Generasi milenial kayanya udah sering banget denger ujaran “Open Minded dong!” dari hal-hal terkecil misalnya bubur diaduk jauh lebih open minded dibanding bubur yang gak diaduk. Hmm!..
Parahnya, kata open minded jadi bergeser makna, secara gak langsung jadi terdengar seperti mengejek , karena golongan yang “mengaku” dirinya open minded sangat mudah mengatakan close minded kepada orang/kelompok yang berbeda pandangan. Tendensi untuk melabeli, mengkotak-kotakan, menjudge menjadi santapan sehari-hari yang gak pernah basi, hanya karena kita yang tidak siap menghargai perbedaan.
Jika melihat media sosial seperti Instagram, Facebook, dan twitter mengenai open minded maka akan terbentuk dua kubu pro & kontra dari mulai membahas isu kata anjay, corona itu nyata atau konspirasi, cebong-kampret, dan isu-isu lainnya.
Pertanyaannya, emang ukuran open minded itu gimana sih?
Ringkasnya, kita mau mendengarkan dulu, mikirin dulu, walaupun beda pandangan, tapi gak juga karena kita ngerasa open minded semua ide itu diadopsi, gak gitu juga kali, bijaknya disaring dulu berdasarkan kebenaran yang udah kita dapatkan.
== == ==
• **PERMINTAAN**
Tolong tuliskan ulang seluruh teks tentang sikap open minded di atas tanpa mengubah satu kata pun.

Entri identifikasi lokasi
== == ==
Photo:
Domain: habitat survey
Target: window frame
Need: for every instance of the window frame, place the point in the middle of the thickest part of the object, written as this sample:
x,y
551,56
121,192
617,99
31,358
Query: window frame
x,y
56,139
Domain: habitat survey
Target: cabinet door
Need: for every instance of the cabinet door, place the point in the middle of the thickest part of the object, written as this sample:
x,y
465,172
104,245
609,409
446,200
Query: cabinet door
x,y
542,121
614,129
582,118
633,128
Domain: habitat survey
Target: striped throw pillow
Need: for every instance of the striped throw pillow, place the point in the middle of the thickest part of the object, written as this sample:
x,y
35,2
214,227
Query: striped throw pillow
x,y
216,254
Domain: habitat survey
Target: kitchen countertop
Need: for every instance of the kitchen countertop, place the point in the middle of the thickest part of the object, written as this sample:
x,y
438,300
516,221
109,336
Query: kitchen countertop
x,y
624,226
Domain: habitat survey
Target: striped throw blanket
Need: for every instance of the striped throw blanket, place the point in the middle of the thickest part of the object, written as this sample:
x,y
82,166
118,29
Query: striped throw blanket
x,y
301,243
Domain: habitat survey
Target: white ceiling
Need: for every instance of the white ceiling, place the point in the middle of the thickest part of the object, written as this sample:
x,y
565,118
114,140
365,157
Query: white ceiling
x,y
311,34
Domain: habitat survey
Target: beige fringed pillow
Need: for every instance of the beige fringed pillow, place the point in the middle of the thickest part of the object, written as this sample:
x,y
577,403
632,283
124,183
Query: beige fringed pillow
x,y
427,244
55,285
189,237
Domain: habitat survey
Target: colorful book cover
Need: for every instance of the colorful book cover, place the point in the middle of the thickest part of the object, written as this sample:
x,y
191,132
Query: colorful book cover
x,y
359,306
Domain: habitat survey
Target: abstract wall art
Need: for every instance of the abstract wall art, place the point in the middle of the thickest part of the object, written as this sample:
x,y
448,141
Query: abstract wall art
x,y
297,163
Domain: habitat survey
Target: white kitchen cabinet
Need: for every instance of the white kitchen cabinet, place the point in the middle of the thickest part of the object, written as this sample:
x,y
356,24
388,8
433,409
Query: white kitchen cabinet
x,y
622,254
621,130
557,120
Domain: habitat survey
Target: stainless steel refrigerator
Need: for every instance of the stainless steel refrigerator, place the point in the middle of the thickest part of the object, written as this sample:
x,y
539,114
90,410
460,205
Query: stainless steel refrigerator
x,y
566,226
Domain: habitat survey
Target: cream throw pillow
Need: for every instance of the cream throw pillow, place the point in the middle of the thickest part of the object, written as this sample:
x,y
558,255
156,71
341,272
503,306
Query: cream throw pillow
== == ==
• **JAWABAN LENGKAP**
Generasi milenial kayanya udah sering banget denger ujaran “Open Minded dong!” dari hal-hal terkecil misalnya bubur diaduk jauh lebih open minded dibanding bubur yang gak diaduk. Hmm!..
Parahnya, kata open minded jadi bergeser makna, secara gak langsung jadi terdengar seperti mengejek , karena golongan yang “mengaku” dirinya open minded sangat mudah mengatakan close minded kepada orang/kelompok yang berbeda pandangan. Tendensi untuk melabeli, mengkotak-kotakan, menjudge menjadi santapan sehari-hari yang gak pernah basi, hanya karena kita yang tidak siap menghargai perbedaan.
Jika melihat media sosial seperti Instagram, Facebook, dan twitter mengenai open minded maka akan terbentuk dua kubu pro & kontra dari mulai membahas isu kata anjay, corona itu nyata atau konspirasi, cebong-kampret, dan isu-isu lainnya.
Pertanyaannya, emang ukuran open minded itu gimana sih?
Ringkasnya, kita mau mendengarkan dulu, mikirin dulu, walaupun beda pandangan, tapi gak juga karena kita ngerasa open minded semua ide itu diadopsi, gak gitu juga kali, bijaknya disaring dulu berdasarkan kebenaran yang udah kita dapatkan.